SET PROBLEM: Copy the rows verbatim from their start through the line that holds "[[198, 242, 239, 274]]", inclusive, and leave out the pictures.

* Begin THE DATA *

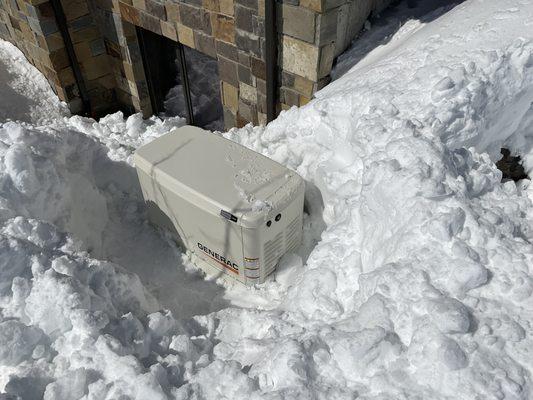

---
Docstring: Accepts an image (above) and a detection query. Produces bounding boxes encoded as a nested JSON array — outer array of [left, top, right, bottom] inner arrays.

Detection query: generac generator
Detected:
[[134, 126, 304, 285]]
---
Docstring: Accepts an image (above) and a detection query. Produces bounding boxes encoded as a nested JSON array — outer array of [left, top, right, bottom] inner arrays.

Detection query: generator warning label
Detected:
[[198, 242, 239, 274]]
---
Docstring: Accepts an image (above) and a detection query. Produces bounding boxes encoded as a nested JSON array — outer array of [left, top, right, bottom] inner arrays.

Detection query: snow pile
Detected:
[[0, 0, 533, 399]]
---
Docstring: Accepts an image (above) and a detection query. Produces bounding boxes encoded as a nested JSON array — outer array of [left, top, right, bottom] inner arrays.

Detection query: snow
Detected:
[[0, 0, 533, 399]]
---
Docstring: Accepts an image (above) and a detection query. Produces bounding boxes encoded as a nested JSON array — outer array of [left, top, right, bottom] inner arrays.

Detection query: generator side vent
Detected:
[[264, 232, 283, 275], [285, 217, 300, 251]]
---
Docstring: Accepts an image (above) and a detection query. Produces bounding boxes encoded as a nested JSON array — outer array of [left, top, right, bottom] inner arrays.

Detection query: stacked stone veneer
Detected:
[[0, 0, 115, 113], [0, 0, 390, 128]]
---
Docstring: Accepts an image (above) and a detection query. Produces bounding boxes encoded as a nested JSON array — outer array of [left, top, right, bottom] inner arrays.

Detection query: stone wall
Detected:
[[278, 0, 391, 109], [0, 0, 115, 113], [0, 0, 390, 128]]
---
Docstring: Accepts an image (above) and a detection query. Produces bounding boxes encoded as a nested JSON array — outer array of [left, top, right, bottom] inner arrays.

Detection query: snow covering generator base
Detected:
[[134, 126, 304, 285]]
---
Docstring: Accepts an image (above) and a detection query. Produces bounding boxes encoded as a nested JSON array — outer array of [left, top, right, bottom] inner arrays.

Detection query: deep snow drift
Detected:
[[0, 0, 533, 399]]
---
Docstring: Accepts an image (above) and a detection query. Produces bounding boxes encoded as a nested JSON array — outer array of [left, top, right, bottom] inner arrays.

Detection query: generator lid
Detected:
[[134, 126, 304, 227]]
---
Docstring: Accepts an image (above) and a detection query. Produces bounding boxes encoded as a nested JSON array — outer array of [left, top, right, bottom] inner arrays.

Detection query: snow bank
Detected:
[[0, 0, 533, 399]]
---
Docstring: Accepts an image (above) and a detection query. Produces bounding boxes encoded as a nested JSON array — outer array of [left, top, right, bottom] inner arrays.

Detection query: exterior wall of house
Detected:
[[0, 0, 390, 128], [278, 0, 391, 109], [0, 0, 115, 113]]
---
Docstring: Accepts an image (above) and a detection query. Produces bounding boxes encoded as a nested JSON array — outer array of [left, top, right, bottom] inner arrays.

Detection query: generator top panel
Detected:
[[134, 126, 303, 228]]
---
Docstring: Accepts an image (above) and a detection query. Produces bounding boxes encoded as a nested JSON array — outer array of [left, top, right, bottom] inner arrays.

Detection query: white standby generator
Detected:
[[134, 126, 305, 285]]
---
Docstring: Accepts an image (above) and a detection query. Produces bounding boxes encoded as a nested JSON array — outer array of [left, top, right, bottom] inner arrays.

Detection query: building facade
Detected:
[[0, 0, 390, 128]]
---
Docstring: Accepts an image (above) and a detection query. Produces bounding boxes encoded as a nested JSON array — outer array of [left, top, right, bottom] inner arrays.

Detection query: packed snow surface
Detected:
[[0, 0, 533, 400]]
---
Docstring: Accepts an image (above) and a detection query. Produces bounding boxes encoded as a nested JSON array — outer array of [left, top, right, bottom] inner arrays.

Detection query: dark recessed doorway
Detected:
[[137, 27, 224, 130]]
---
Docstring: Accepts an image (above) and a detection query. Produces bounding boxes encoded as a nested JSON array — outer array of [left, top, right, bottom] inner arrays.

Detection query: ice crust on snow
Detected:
[[0, 0, 533, 400]]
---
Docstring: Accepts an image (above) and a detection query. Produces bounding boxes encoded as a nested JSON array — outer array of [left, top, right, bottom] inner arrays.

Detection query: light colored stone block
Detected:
[[294, 75, 315, 97], [176, 23, 195, 49], [161, 21, 178, 41], [222, 82, 239, 114], [239, 82, 257, 104], [281, 4, 315, 43], [300, 0, 324, 12], [132, 0, 146, 11], [219, 0, 234, 15], [318, 43, 335, 78], [211, 13, 235, 43], [282, 36, 320, 81]]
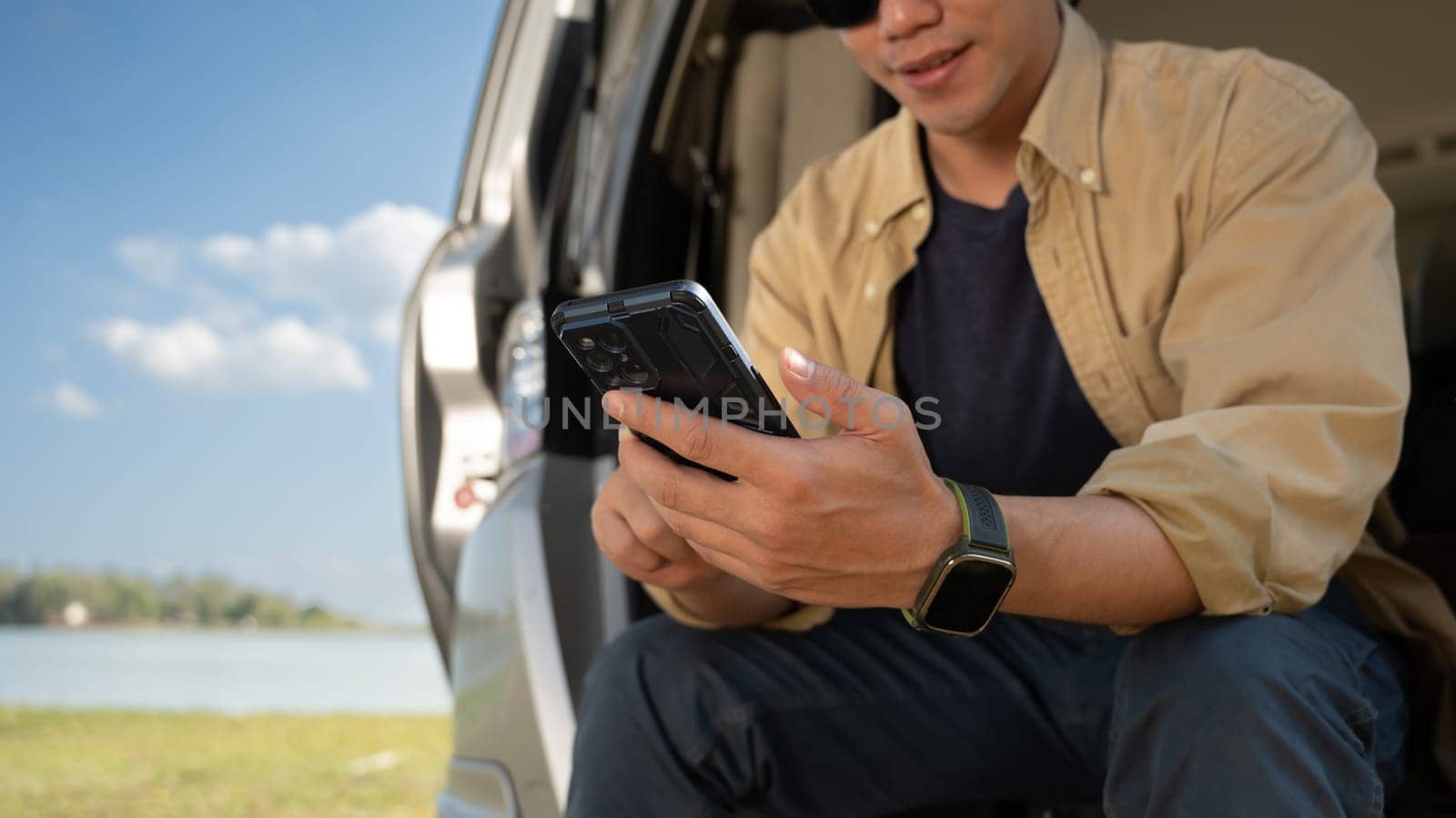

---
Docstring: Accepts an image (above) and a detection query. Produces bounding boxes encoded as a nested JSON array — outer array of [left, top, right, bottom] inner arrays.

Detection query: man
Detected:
[[568, 0, 1408, 816]]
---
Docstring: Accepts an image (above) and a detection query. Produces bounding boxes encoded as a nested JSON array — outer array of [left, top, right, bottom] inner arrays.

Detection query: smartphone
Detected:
[[551, 281, 799, 480]]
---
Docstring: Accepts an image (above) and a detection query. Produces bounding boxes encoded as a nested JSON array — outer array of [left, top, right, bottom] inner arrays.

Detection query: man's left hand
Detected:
[[602, 348, 961, 607]]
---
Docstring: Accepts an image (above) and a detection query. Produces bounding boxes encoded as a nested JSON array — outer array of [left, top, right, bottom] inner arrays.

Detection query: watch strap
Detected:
[[941, 478, 1010, 553]]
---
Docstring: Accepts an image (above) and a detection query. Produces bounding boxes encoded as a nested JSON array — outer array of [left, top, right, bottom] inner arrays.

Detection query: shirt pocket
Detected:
[[1118, 308, 1182, 420]]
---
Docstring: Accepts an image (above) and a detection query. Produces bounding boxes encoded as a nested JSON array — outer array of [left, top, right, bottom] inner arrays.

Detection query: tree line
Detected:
[[0, 568, 359, 627]]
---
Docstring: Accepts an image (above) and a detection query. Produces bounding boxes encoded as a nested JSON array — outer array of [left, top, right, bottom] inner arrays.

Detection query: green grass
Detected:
[[0, 707, 450, 818]]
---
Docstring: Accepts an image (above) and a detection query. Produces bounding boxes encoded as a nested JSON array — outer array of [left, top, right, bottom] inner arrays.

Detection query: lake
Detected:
[[0, 627, 450, 713]]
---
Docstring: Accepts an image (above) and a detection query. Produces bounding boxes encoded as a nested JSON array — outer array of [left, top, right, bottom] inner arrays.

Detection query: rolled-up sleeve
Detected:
[[1079, 86, 1410, 614]]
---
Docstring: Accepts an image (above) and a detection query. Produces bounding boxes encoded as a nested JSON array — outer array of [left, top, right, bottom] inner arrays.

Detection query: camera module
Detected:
[[602, 328, 628, 352], [587, 349, 613, 373]]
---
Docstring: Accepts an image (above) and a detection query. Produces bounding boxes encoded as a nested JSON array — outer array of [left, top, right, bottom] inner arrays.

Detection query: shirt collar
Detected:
[[874, 3, 1104, 223]]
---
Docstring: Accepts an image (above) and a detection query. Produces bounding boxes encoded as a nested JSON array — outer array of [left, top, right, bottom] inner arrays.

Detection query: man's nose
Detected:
[[879, 0, 942, 39]]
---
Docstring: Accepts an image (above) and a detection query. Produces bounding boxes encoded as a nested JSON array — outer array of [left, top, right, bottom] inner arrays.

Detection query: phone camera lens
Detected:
[[587, 349, 612, 373], [602, 329, 628, 352], [622, 361, 648, 383]]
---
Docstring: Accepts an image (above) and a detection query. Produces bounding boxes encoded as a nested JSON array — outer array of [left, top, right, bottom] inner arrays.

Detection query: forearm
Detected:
[[997, 496, 1203, 626], [672, 573, 794, 627]]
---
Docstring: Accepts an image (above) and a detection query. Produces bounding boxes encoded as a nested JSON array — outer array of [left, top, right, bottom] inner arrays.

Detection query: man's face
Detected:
[[840, 0, 1058, 136]]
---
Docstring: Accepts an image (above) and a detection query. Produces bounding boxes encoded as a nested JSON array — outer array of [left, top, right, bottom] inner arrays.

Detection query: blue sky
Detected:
[[0, 0, 500, 621]]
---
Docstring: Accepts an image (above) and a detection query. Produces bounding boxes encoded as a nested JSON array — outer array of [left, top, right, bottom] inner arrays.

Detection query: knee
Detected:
[[582, 616, 697, 707], [1117, 616, 1360, 735]]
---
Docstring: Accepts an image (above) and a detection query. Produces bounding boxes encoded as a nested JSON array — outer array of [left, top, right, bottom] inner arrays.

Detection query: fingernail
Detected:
[[784, 347, 814, 379]]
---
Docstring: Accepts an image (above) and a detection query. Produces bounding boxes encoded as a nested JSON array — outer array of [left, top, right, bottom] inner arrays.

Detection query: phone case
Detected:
[[551, 281, 798, 479]]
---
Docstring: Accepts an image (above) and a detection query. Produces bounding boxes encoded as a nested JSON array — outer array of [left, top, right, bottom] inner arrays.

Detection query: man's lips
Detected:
[[895, 45, 971, 92], [893, 45, 970, 75]]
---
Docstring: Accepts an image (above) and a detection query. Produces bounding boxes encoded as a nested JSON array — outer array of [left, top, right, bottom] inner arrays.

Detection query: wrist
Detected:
[[898, 478, 964, 609]]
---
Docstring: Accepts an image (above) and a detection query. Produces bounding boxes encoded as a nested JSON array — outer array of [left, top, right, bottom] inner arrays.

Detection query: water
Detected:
[[0, 627, 450, 713]]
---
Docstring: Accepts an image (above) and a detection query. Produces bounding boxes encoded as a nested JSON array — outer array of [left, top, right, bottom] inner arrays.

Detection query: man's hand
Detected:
[[592, 469, 723, 591], [592, 343, 961, 607], [592, 469, 791, 626]]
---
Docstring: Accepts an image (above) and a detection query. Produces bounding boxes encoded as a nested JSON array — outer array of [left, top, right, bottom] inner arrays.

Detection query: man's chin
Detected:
[[907, 105, 985, 136]]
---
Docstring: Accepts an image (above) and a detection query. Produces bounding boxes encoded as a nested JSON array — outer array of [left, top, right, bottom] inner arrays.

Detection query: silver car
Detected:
[[400, 0, 1456, 818]]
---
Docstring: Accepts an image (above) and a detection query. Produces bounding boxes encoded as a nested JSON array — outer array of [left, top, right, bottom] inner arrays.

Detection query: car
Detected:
[[400, 0, 1456, 818]]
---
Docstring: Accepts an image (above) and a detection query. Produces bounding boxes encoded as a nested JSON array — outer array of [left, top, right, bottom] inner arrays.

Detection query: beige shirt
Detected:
[[650, 1, 1456, 773]]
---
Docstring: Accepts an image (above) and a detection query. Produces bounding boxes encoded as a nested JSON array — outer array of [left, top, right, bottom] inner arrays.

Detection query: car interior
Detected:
[[548, 0, 1456, 803]]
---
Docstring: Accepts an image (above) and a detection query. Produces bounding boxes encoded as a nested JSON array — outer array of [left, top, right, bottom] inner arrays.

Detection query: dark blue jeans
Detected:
[[566, 585, 1407, 818]]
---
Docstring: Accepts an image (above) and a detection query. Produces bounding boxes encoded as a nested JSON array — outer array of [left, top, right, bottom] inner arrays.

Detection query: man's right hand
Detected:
[[592, 459, 792, 626]]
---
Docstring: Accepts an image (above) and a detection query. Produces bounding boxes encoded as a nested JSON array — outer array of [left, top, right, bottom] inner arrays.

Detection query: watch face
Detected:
[[925, 556, 1016, 633]]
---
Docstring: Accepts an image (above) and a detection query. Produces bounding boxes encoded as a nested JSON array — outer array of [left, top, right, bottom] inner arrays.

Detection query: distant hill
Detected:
[[0, 568, 359, 629]]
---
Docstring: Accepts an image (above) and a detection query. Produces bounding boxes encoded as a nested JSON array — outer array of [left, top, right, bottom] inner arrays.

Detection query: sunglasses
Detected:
[[804, 0, 879, 29]]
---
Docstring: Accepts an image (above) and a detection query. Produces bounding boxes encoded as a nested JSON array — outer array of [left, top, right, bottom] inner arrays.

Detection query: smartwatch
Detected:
[[903, 478, 1016, 636]]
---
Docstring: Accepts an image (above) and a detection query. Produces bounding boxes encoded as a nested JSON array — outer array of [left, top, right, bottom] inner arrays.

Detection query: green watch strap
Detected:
[[900, 478, 1010, 627], [941, 478, 1010, 551]]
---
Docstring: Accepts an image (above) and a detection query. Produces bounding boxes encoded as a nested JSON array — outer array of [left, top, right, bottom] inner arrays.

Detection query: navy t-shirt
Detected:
[[895, 145, 1117, 496]]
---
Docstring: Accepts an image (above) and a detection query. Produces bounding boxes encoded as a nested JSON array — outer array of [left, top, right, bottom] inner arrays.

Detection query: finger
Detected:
[[662, 508, 769, 588], [592, 503, 668, 580], [617, 469, 696, 561], [633, 553, 723, 591], [779, 347, 913, 435], [617, 419, 762, 522], [681, 532, 767, 590], [602, 390, 799, 479]]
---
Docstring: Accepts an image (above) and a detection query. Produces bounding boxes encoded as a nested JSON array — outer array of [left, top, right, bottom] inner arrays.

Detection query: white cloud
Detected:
[[35, 381, 102, 420], [197, 202, 446, 340], [93, 202, 446, 391], [93, 316, 371, 393]]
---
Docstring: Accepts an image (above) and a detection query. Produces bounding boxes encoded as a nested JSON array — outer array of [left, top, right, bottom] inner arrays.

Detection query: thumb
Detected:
[[779, 347, 910, 434]]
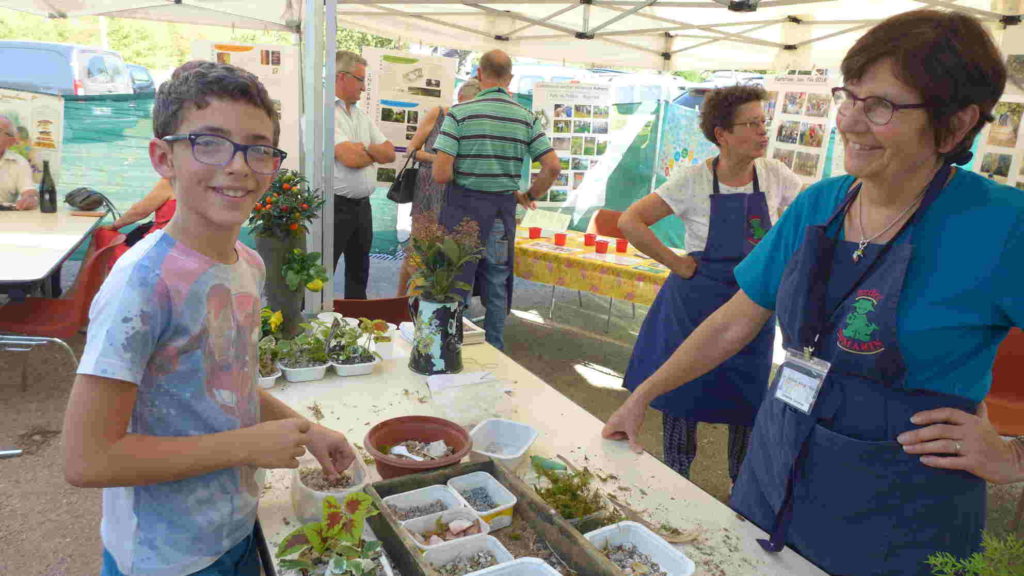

* End THE DATA *

ANSWER TO THIS TASK:
---
Docstring: Accepts an image (above) and a detection query. Produces bounding boxes encoded as a nested JSON array — outer array of [left, top, right, bottom] inner arrays.

Detection query: generac generator
Detected:
[[134, 126, 304, 285]]
---
Docstring: Accepts an image (above) and a detection query. Produces bounding boxes encoded as a nested JSON array — outer array of [left, top, right, bottom] inner arrays.

Detection query: generator warning label
Detected:
[[198, 242, 239, 274]]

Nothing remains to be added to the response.